Avoiding Hallucinations & Ensuring Source Quality
LLMs can sometimes make up information ("hallucinate") if the retrieved documents are vague, irrelevant, or low-quality. To prevent this: • Always ground responses directly in the retrieved text. • Filter out noisy or outdated documents during ingestion. • Validate document metadata (e.g., source, timestamp, author) to ensure reliability. Additionally, instruct the model to cite or highlight evidence from the context when forming a response.
Future Directions & Advanced Research
Dynamic / Parametric RAG
Researchers are exploring dynamic retrieval models that can learn how and when to retrieve relevant documents during training. These models blend retrieval with the model's parameters—called parametric RAG. It allows LLMs to learn to fetch supporting evidence as part of their training process, rather than relying on external retrievers.
Multi-modal RAG (images, tables, etc.)
RAG is expanding beyond text. New systems like DocVQA and multi-modal RAG can retrieve and reason over structured data like tables, scanned documents, and even images. In LangChain, you can combine OCR pipelines (for extracting text from images) with text embeddings to support this use case, enabling richer context for answering questions.
RAG in Production at Scale
When moving from prototype to production, you need scalable infrastructure. LangChain offers LangServe, a tool to package your RAG pipelines into deployable APIs. For performance: • Use batch retrieval to minimize API calls. • Run inference on GPUs for faster responses. • Distribute workloads across sharded vector databases (e.g., FAISS, Weaviate, Pinecone) for speed and resilience.
Conclusion & Next Steps
Recap & Key Takeaways
LangChain offers a composable and flexible toolkit to build RAG systems. You’ve now learned the core steps: ingesting documents, splitting them into optimized chunks, generating embeddings, retrieving relevant context, and generating grounded responses using LLMs.
What to Learn Next (LangSmith, Agents, etc.)
LangSmith: A powerful tool for debugging and observing LLM applications, helping you track performance and test prompt variations.
LangChain Agents: For tasks that require multi-step decision-making, agents can retrieve, plan, and act using tools.

------------

• [WHAT THE TASK ASKS] Write the next part of the text on building RAG systems with LangChain, picking up after its final sentence. The rows after this point are separate material with no connection to the RAG text.

------------

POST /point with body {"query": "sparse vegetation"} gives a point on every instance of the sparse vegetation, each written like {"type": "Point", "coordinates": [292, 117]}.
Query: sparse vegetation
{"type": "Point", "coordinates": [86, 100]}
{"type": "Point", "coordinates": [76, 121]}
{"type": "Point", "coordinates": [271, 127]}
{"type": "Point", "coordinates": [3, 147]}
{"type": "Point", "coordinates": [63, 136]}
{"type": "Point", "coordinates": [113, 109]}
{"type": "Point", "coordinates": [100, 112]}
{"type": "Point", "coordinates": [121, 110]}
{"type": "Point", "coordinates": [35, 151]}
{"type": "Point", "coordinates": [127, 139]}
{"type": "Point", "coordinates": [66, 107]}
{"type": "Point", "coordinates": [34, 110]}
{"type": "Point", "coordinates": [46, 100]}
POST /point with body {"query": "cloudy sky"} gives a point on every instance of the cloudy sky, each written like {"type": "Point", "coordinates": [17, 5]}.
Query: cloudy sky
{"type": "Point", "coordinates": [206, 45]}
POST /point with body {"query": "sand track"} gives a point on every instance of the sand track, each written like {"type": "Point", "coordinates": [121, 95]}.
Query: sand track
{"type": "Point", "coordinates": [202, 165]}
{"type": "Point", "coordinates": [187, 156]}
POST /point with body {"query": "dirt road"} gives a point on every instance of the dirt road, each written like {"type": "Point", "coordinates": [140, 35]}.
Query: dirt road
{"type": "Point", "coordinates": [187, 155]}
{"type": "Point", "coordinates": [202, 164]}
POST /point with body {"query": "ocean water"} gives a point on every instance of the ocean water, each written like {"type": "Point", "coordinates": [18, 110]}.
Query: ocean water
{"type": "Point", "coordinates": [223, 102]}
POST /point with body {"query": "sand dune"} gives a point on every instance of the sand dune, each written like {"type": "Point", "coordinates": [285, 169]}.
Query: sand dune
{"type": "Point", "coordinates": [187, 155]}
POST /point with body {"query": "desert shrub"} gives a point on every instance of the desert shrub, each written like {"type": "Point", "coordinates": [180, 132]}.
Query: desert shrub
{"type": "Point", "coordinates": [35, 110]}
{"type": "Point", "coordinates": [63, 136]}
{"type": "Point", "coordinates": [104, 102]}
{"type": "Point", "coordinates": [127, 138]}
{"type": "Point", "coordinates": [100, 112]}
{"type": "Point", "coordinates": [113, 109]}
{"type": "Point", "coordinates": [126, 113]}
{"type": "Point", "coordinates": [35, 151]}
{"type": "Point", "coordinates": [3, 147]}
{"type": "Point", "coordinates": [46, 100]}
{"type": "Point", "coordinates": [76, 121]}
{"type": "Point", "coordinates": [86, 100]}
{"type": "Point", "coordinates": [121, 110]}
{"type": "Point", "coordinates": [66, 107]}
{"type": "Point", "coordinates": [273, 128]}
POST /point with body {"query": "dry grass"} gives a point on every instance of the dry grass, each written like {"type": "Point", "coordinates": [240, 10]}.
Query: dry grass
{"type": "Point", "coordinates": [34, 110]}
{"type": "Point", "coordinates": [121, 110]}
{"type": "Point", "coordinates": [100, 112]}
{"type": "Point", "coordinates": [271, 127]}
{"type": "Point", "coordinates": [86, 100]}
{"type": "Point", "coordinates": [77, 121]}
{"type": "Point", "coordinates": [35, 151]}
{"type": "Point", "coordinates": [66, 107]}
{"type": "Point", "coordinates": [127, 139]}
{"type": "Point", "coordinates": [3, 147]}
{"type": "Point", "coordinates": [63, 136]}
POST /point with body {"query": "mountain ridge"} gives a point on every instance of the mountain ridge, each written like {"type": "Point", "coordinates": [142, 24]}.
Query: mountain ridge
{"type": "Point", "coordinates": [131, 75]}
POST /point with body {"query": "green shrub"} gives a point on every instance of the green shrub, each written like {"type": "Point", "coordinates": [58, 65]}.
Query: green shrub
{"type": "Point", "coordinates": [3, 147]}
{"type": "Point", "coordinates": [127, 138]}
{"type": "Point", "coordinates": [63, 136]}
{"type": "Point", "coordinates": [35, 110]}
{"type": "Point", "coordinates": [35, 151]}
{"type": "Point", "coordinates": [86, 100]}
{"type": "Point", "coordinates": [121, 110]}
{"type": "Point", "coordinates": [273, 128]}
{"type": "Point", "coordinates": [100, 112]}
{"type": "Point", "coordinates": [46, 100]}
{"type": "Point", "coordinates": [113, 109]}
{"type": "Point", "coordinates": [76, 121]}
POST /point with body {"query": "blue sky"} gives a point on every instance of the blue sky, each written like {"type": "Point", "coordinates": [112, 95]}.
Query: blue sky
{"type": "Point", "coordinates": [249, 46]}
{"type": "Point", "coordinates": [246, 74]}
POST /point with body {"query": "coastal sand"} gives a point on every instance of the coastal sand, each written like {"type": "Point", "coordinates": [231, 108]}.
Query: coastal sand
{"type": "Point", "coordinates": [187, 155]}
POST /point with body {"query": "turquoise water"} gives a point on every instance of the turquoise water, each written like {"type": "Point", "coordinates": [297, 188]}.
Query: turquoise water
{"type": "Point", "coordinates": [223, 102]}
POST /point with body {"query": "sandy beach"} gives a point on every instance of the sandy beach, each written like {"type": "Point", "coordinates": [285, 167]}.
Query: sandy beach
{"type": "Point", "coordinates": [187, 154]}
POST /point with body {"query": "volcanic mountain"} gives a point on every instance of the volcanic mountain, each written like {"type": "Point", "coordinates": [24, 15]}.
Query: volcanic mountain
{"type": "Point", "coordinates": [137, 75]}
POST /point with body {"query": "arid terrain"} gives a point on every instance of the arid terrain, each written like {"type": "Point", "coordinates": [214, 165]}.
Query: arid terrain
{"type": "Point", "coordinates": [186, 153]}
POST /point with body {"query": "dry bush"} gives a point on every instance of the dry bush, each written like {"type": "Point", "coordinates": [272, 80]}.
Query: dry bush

------------

• [RESULT OF THIS TASK]
LangServe: Helps you deploy LangChain pipelines as production-grade APIs, with scalable and maintainable infrastructure.
You can consult with our team to evaluate your project needs and identify the most effective approach.
FAQs
What is LangChain used for?
LangChain is a framework to build LLM-powered apps like chatbots, agents, and RAG pipelines with modular components.
Is RAG better than fine-tuning?
RAG is cheaper and easier to update than fine-tuning. It’s ideal for fact-based tasks and domain-specific knowledge
Can I build a chatbot using LangChain and RAG?
Yes. Combine document loaders, vector stores, and LLM chains to build a production-grade chatbot.
What are the best vector stores for LangChain RAG?
Chroma (lightweight), FAISS (local), and Pinecone (cloud-native). Choose based on scale and latency needs.
How much does it cost to run a LangChain RAG system per 1000 queries?
Depends on LLM (GPT-4 vs. Mistral), vector store (local vs. Pinecone), and query size. Estimate: $0.10–$1.50 per 1000 queries.
What are the most common LangChain RAG errors, and how to fix them?
Embedding mismatch: ensure documents and queries use the same model
Memory overflow: reduce chunk size or model context
Bad results: tune retrieval parameters or prompt
How does LangChain RAG performance compare to GPT-4 with 128k context?
RAG often outperforms for domain-specific tasks due to explicit grounding. Also cheaper than context stuffing.
Can LangChain RAG work with local LLMs like Llama 2/3 or Mistral?
Yes. Use Ollama or LM Studio to run local models and configure LangChain with HuggingFace or OpenAI-compatible APIs.